Posts tagged ‘broadway baby’

18 August, 2010

Terry Alderton ****

Pleasance AceDome, 4 – 29 August 2010

Reviewed for The List (issue 665)

Watching Alderton is like channel-flipping between several different acts and finding that, by a million-to-one fluke, the composite experience makes perfect sense. ‘You can’t please everybody all of the time,’ chides his Gollum-like alter ego; but with observational material, characters, sound effects, impressions and music all vying for the mic, there’s probably a joke here for all tastes.

Need a second opinion?

18 August, 2010

Lorca is Dead ***

C soco, 4 – 30 August 2010

Reviewed for The List (issue 664)

Belt Up’s eulogy for Federico Garcia Lorca is anything but a stately affair. So much happens, and continues happening, all at once, in such a short space of time, that it’s impossible to pay attention to it all, and frequently difficult to know what is too significant to ignore; yet far from appearing frenetic, the action is suffused with a melancholy, restless unease. Someone has, after all, died.

(Coordinate labeling data)
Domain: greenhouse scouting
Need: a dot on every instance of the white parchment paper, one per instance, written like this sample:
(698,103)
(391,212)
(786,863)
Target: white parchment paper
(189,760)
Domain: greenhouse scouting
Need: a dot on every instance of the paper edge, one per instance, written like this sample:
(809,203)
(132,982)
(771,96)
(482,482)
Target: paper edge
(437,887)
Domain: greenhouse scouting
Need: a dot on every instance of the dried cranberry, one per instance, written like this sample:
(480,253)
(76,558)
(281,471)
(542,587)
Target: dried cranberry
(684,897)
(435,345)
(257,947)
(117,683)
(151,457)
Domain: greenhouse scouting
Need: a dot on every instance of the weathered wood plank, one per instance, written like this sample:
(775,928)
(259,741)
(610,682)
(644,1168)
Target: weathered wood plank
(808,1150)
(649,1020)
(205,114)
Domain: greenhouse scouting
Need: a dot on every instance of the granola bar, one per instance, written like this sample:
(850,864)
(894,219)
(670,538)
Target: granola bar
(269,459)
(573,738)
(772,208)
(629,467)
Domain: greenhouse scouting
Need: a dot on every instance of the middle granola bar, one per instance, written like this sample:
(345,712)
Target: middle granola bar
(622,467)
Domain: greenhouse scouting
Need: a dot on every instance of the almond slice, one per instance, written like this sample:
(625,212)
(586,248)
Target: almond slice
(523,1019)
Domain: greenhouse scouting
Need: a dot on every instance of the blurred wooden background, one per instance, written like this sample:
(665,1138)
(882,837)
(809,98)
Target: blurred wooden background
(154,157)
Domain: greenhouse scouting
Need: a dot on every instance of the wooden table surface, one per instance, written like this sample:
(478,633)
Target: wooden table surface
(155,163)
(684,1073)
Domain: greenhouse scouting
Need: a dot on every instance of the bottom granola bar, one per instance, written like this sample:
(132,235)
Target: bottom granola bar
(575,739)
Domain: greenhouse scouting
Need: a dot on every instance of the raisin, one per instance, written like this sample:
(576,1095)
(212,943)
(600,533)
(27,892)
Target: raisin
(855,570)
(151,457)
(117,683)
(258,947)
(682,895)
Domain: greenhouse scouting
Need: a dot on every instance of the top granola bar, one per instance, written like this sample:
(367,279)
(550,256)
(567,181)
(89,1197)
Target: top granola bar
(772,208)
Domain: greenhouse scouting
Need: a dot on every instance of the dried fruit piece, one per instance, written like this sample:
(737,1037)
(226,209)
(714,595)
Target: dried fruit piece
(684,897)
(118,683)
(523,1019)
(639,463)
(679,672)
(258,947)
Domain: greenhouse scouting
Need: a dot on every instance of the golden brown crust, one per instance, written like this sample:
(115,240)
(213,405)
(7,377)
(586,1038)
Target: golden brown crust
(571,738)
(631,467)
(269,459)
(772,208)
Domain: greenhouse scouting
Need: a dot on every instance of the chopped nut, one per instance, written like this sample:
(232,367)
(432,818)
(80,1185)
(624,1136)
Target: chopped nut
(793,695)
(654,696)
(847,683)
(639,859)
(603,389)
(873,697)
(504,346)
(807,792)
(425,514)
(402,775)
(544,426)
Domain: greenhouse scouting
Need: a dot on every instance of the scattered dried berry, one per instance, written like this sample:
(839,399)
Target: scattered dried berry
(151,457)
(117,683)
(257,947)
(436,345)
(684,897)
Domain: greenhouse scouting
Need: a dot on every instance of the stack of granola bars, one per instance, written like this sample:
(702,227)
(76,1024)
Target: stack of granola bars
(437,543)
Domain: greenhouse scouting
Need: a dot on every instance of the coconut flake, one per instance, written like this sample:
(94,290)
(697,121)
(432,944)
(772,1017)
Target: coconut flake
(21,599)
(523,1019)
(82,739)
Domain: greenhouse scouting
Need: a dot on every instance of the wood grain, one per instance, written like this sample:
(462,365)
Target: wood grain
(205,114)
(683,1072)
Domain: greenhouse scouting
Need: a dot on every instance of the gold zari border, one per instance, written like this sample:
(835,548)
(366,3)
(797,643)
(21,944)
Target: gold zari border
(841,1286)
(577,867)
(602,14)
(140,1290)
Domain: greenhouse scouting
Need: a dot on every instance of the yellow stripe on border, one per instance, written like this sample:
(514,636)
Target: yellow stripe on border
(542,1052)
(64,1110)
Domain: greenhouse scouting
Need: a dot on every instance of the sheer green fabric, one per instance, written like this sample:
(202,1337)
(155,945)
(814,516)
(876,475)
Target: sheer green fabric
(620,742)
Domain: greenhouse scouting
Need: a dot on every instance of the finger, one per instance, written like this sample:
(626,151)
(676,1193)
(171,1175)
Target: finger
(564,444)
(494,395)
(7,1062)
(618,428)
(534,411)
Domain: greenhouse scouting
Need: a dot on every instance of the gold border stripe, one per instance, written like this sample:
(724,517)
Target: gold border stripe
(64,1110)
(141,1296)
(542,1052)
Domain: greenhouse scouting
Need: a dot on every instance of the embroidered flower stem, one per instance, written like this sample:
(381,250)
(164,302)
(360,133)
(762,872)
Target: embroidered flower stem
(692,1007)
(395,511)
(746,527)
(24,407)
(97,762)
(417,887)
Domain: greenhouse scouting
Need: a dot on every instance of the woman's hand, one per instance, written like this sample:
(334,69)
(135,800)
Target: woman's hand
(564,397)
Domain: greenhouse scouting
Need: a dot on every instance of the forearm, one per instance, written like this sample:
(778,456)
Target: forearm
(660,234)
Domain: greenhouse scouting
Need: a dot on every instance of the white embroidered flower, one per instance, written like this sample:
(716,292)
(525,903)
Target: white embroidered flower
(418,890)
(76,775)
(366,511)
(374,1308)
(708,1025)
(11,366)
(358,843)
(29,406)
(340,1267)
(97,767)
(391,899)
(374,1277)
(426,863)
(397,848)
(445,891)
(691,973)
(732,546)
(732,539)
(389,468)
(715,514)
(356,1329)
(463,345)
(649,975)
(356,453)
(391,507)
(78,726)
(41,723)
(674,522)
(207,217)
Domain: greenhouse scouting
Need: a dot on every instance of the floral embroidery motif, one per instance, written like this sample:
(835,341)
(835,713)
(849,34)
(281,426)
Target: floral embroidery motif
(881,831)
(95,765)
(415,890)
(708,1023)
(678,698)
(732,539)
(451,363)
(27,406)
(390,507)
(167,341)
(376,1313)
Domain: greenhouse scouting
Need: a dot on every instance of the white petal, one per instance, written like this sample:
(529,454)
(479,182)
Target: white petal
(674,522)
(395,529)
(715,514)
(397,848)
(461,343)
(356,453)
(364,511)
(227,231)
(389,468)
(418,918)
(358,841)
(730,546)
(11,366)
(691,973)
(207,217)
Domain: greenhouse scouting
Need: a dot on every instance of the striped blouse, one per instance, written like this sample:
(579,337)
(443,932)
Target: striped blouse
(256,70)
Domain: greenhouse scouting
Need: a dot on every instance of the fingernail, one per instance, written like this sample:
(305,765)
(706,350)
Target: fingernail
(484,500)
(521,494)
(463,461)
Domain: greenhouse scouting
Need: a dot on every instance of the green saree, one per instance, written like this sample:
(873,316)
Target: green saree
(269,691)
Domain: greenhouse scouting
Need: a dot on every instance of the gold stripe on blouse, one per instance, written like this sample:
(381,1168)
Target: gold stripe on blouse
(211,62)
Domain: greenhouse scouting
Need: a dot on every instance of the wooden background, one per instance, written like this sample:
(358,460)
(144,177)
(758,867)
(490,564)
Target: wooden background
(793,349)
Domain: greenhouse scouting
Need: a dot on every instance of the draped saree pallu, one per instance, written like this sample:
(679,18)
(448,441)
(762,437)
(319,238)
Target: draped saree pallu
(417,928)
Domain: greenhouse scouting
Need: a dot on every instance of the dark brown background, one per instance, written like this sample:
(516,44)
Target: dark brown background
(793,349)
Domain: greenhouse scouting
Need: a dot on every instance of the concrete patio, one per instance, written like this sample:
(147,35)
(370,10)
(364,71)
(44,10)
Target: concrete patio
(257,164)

PROBLEMS –
**A.** In the reviews, which issue of The List carried the review of Terry Alderton?
**B.** List every kind of material that the Terry Alderton review says is vying for the mic.
**C.** Continue the Lorca is Dead review with further sentences that follow its last line.
The rows bear no relation to the reviews.

TASK-BY-TASK OUTPUTS –
**A.** Issue 665

**B.** Observational material, characters, sound effects, impressions, and music

**C.**
While the nucleus of the surrealist movement – André Breton, Paul Éluard, Antonin Artaud, Louis Aragon, René Magritte and others – discuss important matters in the wardrobe, Salvador Dalí sits at Breton’s desk, distracting a privileged portion of the audience with a spoon strapped to a boule: a surrealist sculpture. This is the play in microcosm.

The surrealists re-enact Lorca’s life story, passing him like a conch among themselves and the odd audience member, touching on everything from his sexuality to his contribution to surrealism to his eventual execution by Franco’s firing squad.

Meanwhile, political, philosophical and personal differences are weakening the brotherly bonds between the post-Lorca surrealists. Simultaneously, Salvador Dalí is attempting to rewrite the history of the movement with himself at its centre, with help from Gala Éluard and a time machine constructed by Antonin Artaud. The play’s portrayal of ‘the divine Dalí’ is its greatest achievement: somehow both reverent idolisation and total character assassination.

The pace drops more than once when two plot threads intersect and the ensemble can’t change direction fast enough, and by the end threads that were pivotal early on are being tied off with single throwaway lines of exposition. It may well be fruitless to criticise the plot of a surreal play about surrealists staging a surreal play about a surrealist, but Lorca is Dead is demonstrably overstuffed.

Written by Dominic J Allen

Need a second opinion?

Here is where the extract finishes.